What to do — Copy every line of the entries below word for word, omitting the pictures.

[Dataset entries about object locations]
--*--

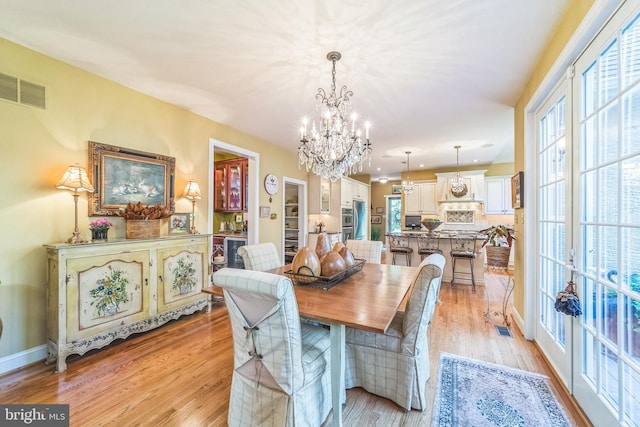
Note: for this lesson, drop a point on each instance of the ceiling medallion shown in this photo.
(335, 148)
(458, 187)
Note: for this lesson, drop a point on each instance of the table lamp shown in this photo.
(75, 179)
(192, 192)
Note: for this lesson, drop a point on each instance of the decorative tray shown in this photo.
(325, 282)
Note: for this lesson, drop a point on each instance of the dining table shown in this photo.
(369, 299)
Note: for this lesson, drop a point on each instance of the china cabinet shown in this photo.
(98, 293)
(422, 201)
(230, 185)
(292, 223)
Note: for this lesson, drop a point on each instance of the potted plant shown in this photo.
(498, 240)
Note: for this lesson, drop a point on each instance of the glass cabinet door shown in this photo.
(220, 194)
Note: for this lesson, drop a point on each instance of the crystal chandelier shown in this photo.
(458, 187)
(407, 185)
(335, 148)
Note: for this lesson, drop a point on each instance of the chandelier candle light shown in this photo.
(407, 185)
(336, 147)
(192, 192)
(458, 187)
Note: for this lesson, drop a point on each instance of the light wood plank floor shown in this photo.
(180, 374)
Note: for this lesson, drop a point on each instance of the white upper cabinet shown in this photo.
(423, 199)
(497, 195)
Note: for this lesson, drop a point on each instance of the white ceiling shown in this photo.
(428, 74)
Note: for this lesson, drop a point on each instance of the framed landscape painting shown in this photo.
(121, 175)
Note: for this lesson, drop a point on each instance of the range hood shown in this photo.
(475, 187)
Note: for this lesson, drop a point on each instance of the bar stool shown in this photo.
(463, 247)
(428, 244)
(399, 244)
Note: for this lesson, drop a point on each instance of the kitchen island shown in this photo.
(444, 244)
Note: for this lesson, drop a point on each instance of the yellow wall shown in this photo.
(38, 145)
(573, 17)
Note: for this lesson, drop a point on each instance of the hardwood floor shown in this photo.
(180, 374)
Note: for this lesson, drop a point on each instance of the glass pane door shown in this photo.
(607, 223)
(552, 191)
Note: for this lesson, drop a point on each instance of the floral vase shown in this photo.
(99, 235)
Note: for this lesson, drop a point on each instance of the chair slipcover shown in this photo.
(260, 257)
(282, 369)
(366, 249)
(395, 364)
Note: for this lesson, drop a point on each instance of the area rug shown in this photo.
(474, 393)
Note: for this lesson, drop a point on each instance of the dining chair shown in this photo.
(463, 248)
(260, 256)
(399, 244)
(370, 250)
(281, 368)
(395, 365)
(428, 244)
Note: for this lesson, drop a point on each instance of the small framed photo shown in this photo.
(517, 190)
(179, 223)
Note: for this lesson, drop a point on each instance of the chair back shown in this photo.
(428, 242)
(421, 304)
(260, 257)
(463, 245)
(369, 250)
(398, 241)
(265, 325)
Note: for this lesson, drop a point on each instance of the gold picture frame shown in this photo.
(122, 175)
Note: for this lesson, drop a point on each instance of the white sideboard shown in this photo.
(98, 293)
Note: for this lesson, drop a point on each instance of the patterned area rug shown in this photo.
(474, 393)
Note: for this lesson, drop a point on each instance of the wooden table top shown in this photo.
(366, 300)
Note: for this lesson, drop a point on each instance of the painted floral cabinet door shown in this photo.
(181, 275)
(103, 291)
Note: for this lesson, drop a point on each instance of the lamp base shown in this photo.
(76, 238)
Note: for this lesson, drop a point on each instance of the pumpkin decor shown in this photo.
(306, 262)
(323, 245)
(332, 263)
(347, 255)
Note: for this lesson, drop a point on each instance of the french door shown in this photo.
(588, 194)
(606, 223)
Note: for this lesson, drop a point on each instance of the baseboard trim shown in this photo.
(24, 358)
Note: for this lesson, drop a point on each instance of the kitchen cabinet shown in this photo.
(319, 195)
(351, 190)
(230, 185)
(497, 195)
(423, 199)
(97, 293)
(475, 187)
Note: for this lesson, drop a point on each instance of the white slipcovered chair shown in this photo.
(282, 369)
(395, 364)
(260, 257)
(366, 249)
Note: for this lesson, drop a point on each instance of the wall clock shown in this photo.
(271, 185)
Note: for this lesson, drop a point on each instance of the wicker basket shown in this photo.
(498, 256)
(143, 228)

--*--

Response —
Note: for this lesson, drop a point on each instance of the ceiling medallion shown in this photo.
(335, 148)
(458, 187)
Note: for this lesson, drop a point on each instance of the table lamp shown in this photo.
(75, 179)
(192, 192)
Note: for this lesson, drop a point on each instance of the decorative tray shown in this photo.
(325, 282)
Note: for this lesson, drop a point on each instance of the dining table shown in this photo.
(369, 299)
Note: for this lesson, drop a point on each instance of the china cabinet shown in this photo.
(98, 293)
(422, 201)
(230, 185)
(292, 223)
Note: for this lesson, drop a point on each instance of the potted plant shown in this photo.
(498, 240)
Note: for this lesson, drop a point on each instance of the glass cabinet door shown in this photo.
(220, 194)
Note: for this lesson, drop a point on each instance of the crystal chandelier shown in this photo.
(458, 187)
(407, 185)
(335, 148)
Note: for this lesson, drop a point on each instance of the chandelier candle light shown in this photo.
(407, 185)
(336, 147)
(192, 192)
(458, 187)
Note: for this lesson, drop a point on each instance of the light wood plank floor shown in this photo.
(180, 374)
Note: for this lesson, drop a point on each instance of the white upper cabinet shown in this photo.
(423, 199)
(497, 195)
Note: for this lesson, drop a point on each instance of the white ceiling shown in this photo.
(428, 74)
Note: for this lesson, drop a point on each instance of the framed landscape painting shown in this photo.
(121, 175)
Note: for this lesson, drop a point on each instance of the range hood shown in this photo.
(475, 187)
Note: for this lesson, drop a point on each instance of the bar stool shown in this photo.
(463, 247)
(428, 244)
(399, 244)
Note: for this lesson, drop a point on each instance of the kitchen island shown in this photo.
(444, 244)
Note: for this lesson, drop a point on each instance of the yellow wall shown in this photo.
(38, 145)
(573, 17)
Note: for this lesson, drop a point on each instance of the hardwood floor shown in this photo.
(180, 374)
Note: for this lesson, drop a point on each instance of the glass pane door shown in this photo.
(607, 223)
(552, 191)
Note: for this lesson, drop a point on each instance of the floral vase shown in this photo.
(99, 235)
Note: for this lesson, drop a point on each instance of the chair slipcover shown in this photo.
(260, 257)
(282, 369)
(366, 249)
(395, 364)
Note: for this lesson, drop a point on each instance of the area rug shown in this photo.
(474, 393)
Note: for this lesson, drop a point on each instance of the dining chair shown in this photo.
(463, 248)
(260, 256)
(399, 244)
(370, 250)
(281, 368)
(395, 365)
(428, 244)
Note: for this lesson, drop a point on each instance of the small framed photo shown in this photo.
(517, 190)
(179, 223)
Note: for this lesson, drop a point on each instance of the chair back shown in this photo.
(428, 242)
(421, 304)
(260, 257)
(463, 245)
(369, 250)
(398, 241)
(265, 325)
Note: for this lesson, drop a point on each instance of the gold picture frame shown in this photo.
(122, 175)
Note: for this lesson, drop a point on each instance of the white sideboard shown in this photo.
(98, 293)
Note: for this lesson, drop a point on each instance of the patterned area rug shown in this photo.
(474, 393)
Note: for this lesson, drop a point on each instance of the wooden table top shown in this photo.
(366, 300)
Note: for this lesson, drop a point on each instance of the painted floral cabinet door shown in this photo.
(181, 275)
(103, 291)
Note: for this lesson, drop a point on each instance of the lamp base shown in this photo.
(76, 238)
Note: for this lesson, drop a point on each instance of the pumpkin decor shown in this photo.
(306, 262)
(323, 245)
(332, 263)
(347, 255)
Note: for this lesson, drop a point on each instance of the french door shown in this photo.
(588, 194)
(606, 223)
Note: for this lesson, drop a point on each instance of the baseboard trim shown in this photo.
(24, 358)
Note: for this lesson, drop a point on each instance of the kitchen cabinet shown in this photo.
(319, 195)
(351, 190)
(230, 185)
(497, 195)
(423, 199)
(97, 293)
(475, 187)
Note: for this lesson, drop a point on each instance of the white slipcovered chair shown in this photo.
(282, 369)
(395, 364)
(260, 257)
(366, 249)
Note: for this lesson, drop a point on each instance of the wall clock shown in this photo.
(271, 185)
Note: for this lesson, drop a point on each instance of the wicker basket shown in this photo.
(498, 256)
(143, 228)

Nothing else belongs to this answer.